**Stated problem:** Swap each "outline its position" in the items below for "mark where it is" and leave everything else unchanged.

Records of labeled boxes:
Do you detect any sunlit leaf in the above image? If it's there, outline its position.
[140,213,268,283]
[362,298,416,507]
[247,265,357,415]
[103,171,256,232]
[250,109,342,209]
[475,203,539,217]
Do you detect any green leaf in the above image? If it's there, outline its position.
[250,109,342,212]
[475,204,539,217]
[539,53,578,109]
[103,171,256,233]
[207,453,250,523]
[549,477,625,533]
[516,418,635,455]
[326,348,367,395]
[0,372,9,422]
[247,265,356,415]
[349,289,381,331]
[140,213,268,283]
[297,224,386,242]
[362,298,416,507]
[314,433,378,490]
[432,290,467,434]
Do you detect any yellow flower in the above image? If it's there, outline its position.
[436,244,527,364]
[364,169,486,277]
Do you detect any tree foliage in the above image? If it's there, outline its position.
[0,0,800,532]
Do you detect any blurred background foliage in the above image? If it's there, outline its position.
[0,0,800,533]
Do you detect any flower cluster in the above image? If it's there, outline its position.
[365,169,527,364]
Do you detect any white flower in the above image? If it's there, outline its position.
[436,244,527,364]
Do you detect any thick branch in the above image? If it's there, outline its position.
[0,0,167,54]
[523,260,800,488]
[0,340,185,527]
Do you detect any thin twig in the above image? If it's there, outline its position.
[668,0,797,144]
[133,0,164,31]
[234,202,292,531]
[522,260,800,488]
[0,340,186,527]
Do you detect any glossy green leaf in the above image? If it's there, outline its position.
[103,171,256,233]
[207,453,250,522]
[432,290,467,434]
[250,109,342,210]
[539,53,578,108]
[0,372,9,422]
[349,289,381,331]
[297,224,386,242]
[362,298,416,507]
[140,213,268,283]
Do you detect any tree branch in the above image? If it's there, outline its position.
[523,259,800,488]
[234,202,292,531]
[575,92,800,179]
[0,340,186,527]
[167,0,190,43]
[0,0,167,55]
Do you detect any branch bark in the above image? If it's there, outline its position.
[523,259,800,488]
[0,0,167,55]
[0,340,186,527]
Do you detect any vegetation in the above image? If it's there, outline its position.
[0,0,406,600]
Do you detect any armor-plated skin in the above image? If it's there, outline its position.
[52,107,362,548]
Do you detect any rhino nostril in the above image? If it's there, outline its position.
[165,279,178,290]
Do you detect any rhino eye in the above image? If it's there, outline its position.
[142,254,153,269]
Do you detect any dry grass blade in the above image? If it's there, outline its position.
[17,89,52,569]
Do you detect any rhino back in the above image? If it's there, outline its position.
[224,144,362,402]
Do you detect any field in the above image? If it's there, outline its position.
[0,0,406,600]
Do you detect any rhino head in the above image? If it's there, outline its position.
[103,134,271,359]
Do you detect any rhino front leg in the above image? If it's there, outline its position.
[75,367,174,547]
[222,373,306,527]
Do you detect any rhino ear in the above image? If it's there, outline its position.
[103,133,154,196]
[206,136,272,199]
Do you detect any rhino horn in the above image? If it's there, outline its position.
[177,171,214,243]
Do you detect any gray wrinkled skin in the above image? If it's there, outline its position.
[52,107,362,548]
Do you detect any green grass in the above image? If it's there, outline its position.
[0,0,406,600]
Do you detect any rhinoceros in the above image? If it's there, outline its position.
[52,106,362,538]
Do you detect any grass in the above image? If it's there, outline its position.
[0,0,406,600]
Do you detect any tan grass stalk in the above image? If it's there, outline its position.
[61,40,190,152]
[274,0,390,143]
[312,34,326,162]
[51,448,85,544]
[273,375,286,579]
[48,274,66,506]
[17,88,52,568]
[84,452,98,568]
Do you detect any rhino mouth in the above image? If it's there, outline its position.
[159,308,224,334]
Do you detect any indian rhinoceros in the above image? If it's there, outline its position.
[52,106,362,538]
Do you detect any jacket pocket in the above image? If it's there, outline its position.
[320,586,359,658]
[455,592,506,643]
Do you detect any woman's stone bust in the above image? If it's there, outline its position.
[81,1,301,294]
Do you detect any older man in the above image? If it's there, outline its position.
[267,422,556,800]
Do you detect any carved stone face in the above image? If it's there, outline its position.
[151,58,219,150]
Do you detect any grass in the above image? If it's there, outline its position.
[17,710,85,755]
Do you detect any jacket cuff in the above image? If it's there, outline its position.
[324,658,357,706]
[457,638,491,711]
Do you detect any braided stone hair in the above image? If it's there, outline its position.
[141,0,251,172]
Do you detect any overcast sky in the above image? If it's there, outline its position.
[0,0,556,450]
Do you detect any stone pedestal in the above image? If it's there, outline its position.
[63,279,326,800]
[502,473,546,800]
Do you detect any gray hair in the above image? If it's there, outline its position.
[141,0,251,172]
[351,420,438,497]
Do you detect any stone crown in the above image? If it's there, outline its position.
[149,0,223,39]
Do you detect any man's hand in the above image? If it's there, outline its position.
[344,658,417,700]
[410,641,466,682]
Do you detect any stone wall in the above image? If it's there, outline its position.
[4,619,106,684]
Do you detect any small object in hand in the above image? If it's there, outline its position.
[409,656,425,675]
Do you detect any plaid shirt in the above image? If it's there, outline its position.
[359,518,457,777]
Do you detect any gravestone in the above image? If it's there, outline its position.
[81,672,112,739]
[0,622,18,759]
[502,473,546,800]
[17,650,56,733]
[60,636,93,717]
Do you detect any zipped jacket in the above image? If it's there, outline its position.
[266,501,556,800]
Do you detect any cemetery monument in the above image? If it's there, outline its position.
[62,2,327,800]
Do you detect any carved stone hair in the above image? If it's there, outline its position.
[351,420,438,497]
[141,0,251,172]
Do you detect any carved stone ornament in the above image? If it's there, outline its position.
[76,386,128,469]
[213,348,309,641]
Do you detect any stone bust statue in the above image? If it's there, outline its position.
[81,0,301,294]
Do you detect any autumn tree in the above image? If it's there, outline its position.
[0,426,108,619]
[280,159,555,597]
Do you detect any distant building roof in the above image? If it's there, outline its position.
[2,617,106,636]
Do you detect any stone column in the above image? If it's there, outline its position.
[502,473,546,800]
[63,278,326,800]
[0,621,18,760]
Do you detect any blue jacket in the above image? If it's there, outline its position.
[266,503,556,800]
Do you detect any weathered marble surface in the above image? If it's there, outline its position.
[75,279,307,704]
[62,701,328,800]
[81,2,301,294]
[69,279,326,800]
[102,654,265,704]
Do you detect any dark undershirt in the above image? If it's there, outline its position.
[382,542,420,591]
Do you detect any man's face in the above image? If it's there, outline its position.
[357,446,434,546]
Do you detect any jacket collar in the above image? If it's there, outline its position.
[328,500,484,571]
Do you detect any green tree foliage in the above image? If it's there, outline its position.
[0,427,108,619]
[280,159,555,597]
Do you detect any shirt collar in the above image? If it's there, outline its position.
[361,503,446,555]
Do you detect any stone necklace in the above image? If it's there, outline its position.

**Result of the exercise:**
Do you detect any sunlit leaf in the above image? If it's there, mark where it is.
[140,213,268,283]
[362,298,416,507]
[247,265,357,415]
[103,171,256,232]
[250,109,342,209]
[475,203,539,217]
Do you detect any green leaf in the above image? If it's there, mark where it is.
[250,109,342,212]
[475,204,539,217]
[539,53,578,109]
[103,171,256,233]
[207,453,250,523]
[549,477,625,533]
[516,418,635,455]
[326,348,367,395]
[0,372,9,422]
[247,265,356,415]
[349,289,381,331]
[140,213,268,283]
[297,224,386,242]
[362,298,416,507]
[314,433,378,490]
[432,290,467,434]
Do you detect any yellow flower in the above image? If it's there, mark where it is.
[436,244,527,364]
[364,169,486,277]
Do you detect any tree foliage in the above image? If it's there, mark where it is.
[0,0,800,532]
Do you detect any blurred background foliage in the above image? If it's there, mark where it is.
[0,0,800,533]
Do you detect any flower cluster in the above image? If it's there, mark where it is.
[365,169,527,364]
Do you detect any white flower in the above image? If it's there, mark where it is.
[436,244,527,364]
Do you detect any thick branch in the above image? If it's there, mark where it is.
[0,0,167,54]
[523,260,800,488]
[0,340,185,527]
Do you detect any thin twig in the above image? If it's there, mark where it is.
[668,0,797,144]
[133,0,164,31]
[234,202,292,531]
[522,260,800,488]
[0,340,186,527]
Do you detect any glossy green leaf in the above image? If it's there, mark where it is.
[103,171,256,233]
[207,453,250,522]
[432,290,467,434]
[250,109,342,210]
[539,53,578,108]
[0,372,9,422]
[349,289,381,331]
[297,224,386,242]
[362,298,416,507]
[140,213,268,283]
Do you detect any tree branch in the above image? If it's there, mark where it is.
[523,259,800,488]
[234,202,292,531]
[575,92,800,179]
[0,340,186,527]
[167,0,190,43]
[0,0,167,55]
Do you detect any branch bark in the above image? If it's there, mark where it is.
[523,259,800,488]
[0,0,167,55]
[0,340,186,527]
Do you detect any vegetation in the above image? If it's there, mark where it is.
[0,0,406,600]
Do you detect any armor-plated skin in the above image? If it's there, mark where it is.
[52,107,362,548]
Do you detect any rhino nostril in the above image? If it's there, mark where it is.
[165,279,178,290]
Do you detect any rhino eye in the above image? If it's there, mark where it is.
[142,254,153,269]
Do you detect any dry grass blade in the above image? If it's there, mark where it is.
[17,89,52,569]
Do you detect any rhino back in the above image? If it's there, mark where it is.
[224,144,362,402]
Do you detect any field in the above image? If it's there, mark where it is.
[0,0,406,600]
Do you detect any rhino head in the above image? If it's there, mark where it is.
[103,134,271,359]
Do you detect any rhino front leg in the above image? If it's there, mark where it is.
[75,367,174,547]
[222,373,306,527]
Do you detect any rhino ear in the above image? If it's there, mark where it is.
[103,133,154,196]
[206,136,272,199]
Do you detect any rhino horn in the above image? If it's there, mark where it is.
[177,171,214,243]
Do you detect any gray wrinkled skin in the above image? If it's there, mark where it is.
[52,107,362,548]
Do you detect any green grass in the above image? If it's there, mark where it is.
[0,0,406,600]
Do you detect any rhinoceros in the above image? If it's there, mark where it is.
[52,106,362,538]
Do you detect any grass in the above image? If it's there, mark where it is.
[0,0,406,600]
Do you detect any tan grass stalk in the above image? If it's there, mark where it is.
[61,40,190,152]
[274,0,390,143]
[312,34,326,162]
[51,448,85,544]
[273,375,286,579]
[48,274,66,506]
[17,88,52,568]
[84,452,98,568]
Do you detect any rhino mouth in the above image? If it's there, mark where it is.
[159,308,224,334]
Do you detect any indian rhinoceros in the above image? If it's there, mark where it is.
[52,106,362,538]
Do you detect any jacket pocket in the above image? If it's there, mark where it is.
[320,586,359,658]
[455,592,506,643]
Do you detect any woman's stone bust in the above image? If it's there, mark where it is.
[81,1,301,294]
Do you detect any older man in the above image? If it's there, mark where it is.
[267,422,556,800]
Do you detect any carved stone face in the above image? If it's there, mark where it is.
[151,58,219,150]
Do you detect any grass in the above image? If it's there, mark where it is.
[17,710,85,755]
Do you detect any jacket cuff in the above image? If it's there, mark where it is.
[324,658,357,706]
[457,638,491,711]
Do you detect any braided stone hair in the above image? If it's there, mark where it is.
[141,0,251,172]
Do you detect any overcast sky in the above image? If it's there, mark where it is.
[0,0,556,450]
Do you detect any stone pedestal in the above image? If it's there, mark where it is.
[63,279,326,800]
[502,473,546,800]
Do you detect any gray hair in the above image? If it's there, mark where it is.
[141,0,251,172]
[351,420,438,497]
Do you detect any stone crown in the above image? If it's there, mark where it is.
[149,0,223,39]
Do you detect any man's hand in the above image? If it's there, mark where it is.
[344,658,417,700]
[410,641,466,682]
Do you detect any stone wall in the above image? If it's there, mark where it is.
[4,619,106,684]
Do you detect any small object in hand in the above image? If it's there, mark where it is.
[409,656,425,675]
Do you detect any plaid shirt in the above image? If it's there, mark where it is.
[359,518,457,777]
Do you detect any gravestone in the above image? If it's there, mark where it is.
[81,672,112,739]
[0,622,18,759]
[502,473,546,800]
[17,650,56,733]
[60,636,93,717]
Do you detect any zipped jacket in the above image? If it's there, mark where it is.
[266,501,556,800]
Do you detect any cemetery monument in the above image? If it's there, mark where it is.
[62,2,327,800]
Do you detect any carved stone hair in the above image? If it's there, mark where it is.
[351,420,438,497]
[141,0,251,172]
Do you detect any carved stone ornament in the above image? If it's there, mark where it is.
[76,386,128,469]
[213,348,309,641]
Do you detect any stone bust statue in the above image? If it's there, mark where it is.
[81,0,301,294]
Do you detect any autumn tree in the above image? If it's there, mark where it is.
[0,426,108,619]
[280,159,555,597]
Do you detect any distant building roof in the above image? If it's there, mark where it is.
[2,617,106,636]
Do you detect any stone column in the above image? If it's there, mark where it is.
[502,473,546,800]
[63,278,326,800]
[0,621,18,760]
Do you detect any blue jacket in the above image? If it's there, mark where it is.
[266,503,556,800]
Do you detect any weathered marble surface in the above image? If it's there, mark where it is.
[75,279,307,704]
[62,701,328,800]
[81,2,301,294]
[69,279,326,800]
[102,654,265,704]
Do you detect any dark undershirt in the above image? If it's there, mark where it is.
[382,542,420,591]
Do you detect any man's face in the above image? If it's there, mark where it is.
[357,446,434,546]
Do you detect any jacket collar in the above image? If it's there, mark where it is.
[328,500,484,571]
Do you detect any green tree foliage in the above image? If it's there, mark where it is.
[0,427,108,619]
[280,159,555,597]
Do you detect any shirt collar in the above image? If it's there, mark where it is.
[361,503,446,555]
Do you detect any stone necklace in the above image? If it's there, mark where it is.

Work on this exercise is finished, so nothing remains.